YOUR ASSIGNMENT:
Start at the top line and retype the data exactly through to the end.

Segmentation mask data:
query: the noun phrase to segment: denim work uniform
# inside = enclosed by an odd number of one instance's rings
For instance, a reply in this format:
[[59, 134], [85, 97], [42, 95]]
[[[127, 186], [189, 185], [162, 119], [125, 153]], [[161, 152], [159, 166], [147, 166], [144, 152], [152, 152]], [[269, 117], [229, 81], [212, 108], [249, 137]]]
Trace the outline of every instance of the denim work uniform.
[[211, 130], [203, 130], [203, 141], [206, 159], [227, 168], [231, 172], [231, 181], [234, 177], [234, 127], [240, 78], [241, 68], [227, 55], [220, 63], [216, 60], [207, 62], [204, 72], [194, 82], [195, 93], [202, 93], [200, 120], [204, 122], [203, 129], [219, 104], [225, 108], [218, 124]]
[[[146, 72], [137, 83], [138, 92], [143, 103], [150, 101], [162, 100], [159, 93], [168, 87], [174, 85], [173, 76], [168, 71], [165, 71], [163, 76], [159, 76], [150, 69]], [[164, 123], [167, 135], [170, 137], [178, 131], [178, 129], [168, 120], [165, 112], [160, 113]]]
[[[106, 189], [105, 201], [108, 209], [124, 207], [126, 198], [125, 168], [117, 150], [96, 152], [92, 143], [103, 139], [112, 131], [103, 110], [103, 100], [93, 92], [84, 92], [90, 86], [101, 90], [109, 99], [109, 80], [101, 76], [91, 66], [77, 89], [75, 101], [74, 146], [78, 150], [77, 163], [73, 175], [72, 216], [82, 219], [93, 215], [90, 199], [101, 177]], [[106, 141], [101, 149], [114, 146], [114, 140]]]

SOLUTION TO THE PROBLEM:
query: the noun phrase to segment: denim work uniform
# inside = enclosed by an odd number of one instance's rings
For instance, a reply in this format:
[[59, 134], [85, 97], [42, 95]]
[[[127, 186], [189, 185], [162, 119], [125, 153]], [[161, 152], [159, 166], [147, 166], [144, 152], [152, 152]], [[269, 117], [229, 81], [212, 108], [249, 137]]]
Trace the outline of every instance of the denim work uniform.
[[211, 130], [203, 130], [203, 141], [206, 159], [227, 168], [231, 172], [231, 181], [234, 177], [234, 127], [240, 78], [241, 68], [227, 55], [220, 63], [216, 60], [207, 62], [204, 72], [194, 82], [195, 93], [202, 93], [200, 120], [204, 122], [203, 129], [219, 104], [225, 108], [218, 124]]
[[[146, 72], [137, 83], [138, 92], [143, 103], [150, 101], [162, 100], [159, 93], [168, 87], [174, 85], [173, 76], [168, 71], [165, 71], [163, 76], [159, 76], [150, 69]], [[164, 123], [167, 135], [170, 137], [178, 131], [178, 129], [168, 120], [165, 112], [160, 113]]]
[[[106, 189], [105, 201], [108, 209], [124, 207], [126, 198], [125, 168], [117, 150], [96, 152], [92, 143], [103, 139], [112, 131], [103, 110], [103, 100], [93, 92], [84, 92], [90, 86], [101, 90], [109, 99], [109, 80], [101, 76], [91, 66], [77, 89], [75, 101], [74, 146], [78, 150], [77, 163], [73, 175], [72, 216], [82, 219], [93, 215], [90, 199], [101, 177]], [[106, 141], [101, 149], [114, 146], [114, 140]]]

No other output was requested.